-- What is asked --
Will you quote only the lines starting at the one that contains "on the tall" and ending with the last line of the listing below, inclusive?

-- Given information --
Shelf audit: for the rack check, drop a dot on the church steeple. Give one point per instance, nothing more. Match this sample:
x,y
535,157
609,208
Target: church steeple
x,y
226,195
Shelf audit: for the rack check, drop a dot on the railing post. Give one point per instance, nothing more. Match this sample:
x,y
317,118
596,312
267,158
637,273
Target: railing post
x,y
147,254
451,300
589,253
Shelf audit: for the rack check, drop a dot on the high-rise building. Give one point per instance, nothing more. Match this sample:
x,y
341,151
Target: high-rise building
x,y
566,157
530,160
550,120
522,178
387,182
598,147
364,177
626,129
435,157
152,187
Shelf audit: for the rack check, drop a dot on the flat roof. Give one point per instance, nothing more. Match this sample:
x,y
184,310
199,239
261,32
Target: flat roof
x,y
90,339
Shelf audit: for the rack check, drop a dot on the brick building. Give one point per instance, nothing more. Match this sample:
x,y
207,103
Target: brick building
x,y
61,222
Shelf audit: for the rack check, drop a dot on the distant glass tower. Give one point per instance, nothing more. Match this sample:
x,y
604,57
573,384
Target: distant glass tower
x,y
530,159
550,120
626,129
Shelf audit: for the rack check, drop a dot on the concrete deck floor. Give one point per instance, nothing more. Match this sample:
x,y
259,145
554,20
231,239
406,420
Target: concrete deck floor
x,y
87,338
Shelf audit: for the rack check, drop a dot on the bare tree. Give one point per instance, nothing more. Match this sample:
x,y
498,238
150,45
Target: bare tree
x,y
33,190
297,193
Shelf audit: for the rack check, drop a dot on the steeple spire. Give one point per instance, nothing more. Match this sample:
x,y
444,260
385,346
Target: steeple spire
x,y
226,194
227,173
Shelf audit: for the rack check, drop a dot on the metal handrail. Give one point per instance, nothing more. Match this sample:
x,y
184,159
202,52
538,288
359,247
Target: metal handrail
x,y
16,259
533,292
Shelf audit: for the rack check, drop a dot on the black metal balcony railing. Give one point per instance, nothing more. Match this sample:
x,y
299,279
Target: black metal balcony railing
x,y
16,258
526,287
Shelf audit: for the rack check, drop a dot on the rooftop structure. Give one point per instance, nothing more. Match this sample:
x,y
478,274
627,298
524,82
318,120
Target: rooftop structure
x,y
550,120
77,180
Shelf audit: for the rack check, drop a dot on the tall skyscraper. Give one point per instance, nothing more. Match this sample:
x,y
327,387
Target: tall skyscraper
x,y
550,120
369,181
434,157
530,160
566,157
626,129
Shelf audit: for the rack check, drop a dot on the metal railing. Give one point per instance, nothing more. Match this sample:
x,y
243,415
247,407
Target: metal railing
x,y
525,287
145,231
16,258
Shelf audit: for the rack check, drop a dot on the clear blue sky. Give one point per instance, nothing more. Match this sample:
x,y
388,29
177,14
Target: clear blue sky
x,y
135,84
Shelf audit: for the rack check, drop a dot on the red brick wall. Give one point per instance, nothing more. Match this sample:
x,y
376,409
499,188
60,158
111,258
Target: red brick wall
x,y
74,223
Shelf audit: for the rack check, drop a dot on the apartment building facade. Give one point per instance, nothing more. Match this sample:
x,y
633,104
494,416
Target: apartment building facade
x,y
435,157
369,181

-- Result --
Shelf audit: for the rack check, drop a dot on the tall skyscraper. Give one point per instance, nothing more. Match this sample:
x,y
327,387
Target: tall skyscraper
x,y
550,120
369,181
434,157
530,160
566,157
626,129
Shelf audit: for the rack check, drop a dot on the metal railing. Give one point per instance, nothing more. Match this sample:
x,y
243,415
247,407
Target: metal railing
x,y
525,287
145,231
16,258
Shelf audit: for the rack check, drop a dot on the clear blue sky. Give one point per instance, nothing more. Match this sample:
x,y
388,29
177,14
Target: clear blue sky
x,y
135,84
Shelf audit: for the rack check, drop a dot on the red brick wall. Give one point per instance, nothing more. Match this sample:
x,y
376,409
499,188
60,158
111,258
Target: red brick wall
x,y
74,223
Shelf audit: for the rack check, drop a dot on the apartment building facade. Give one point per instance, nothing more. Match this sample:
x,y
633,104
494,416
Target: apartment building facade
x,y
435,157
369,181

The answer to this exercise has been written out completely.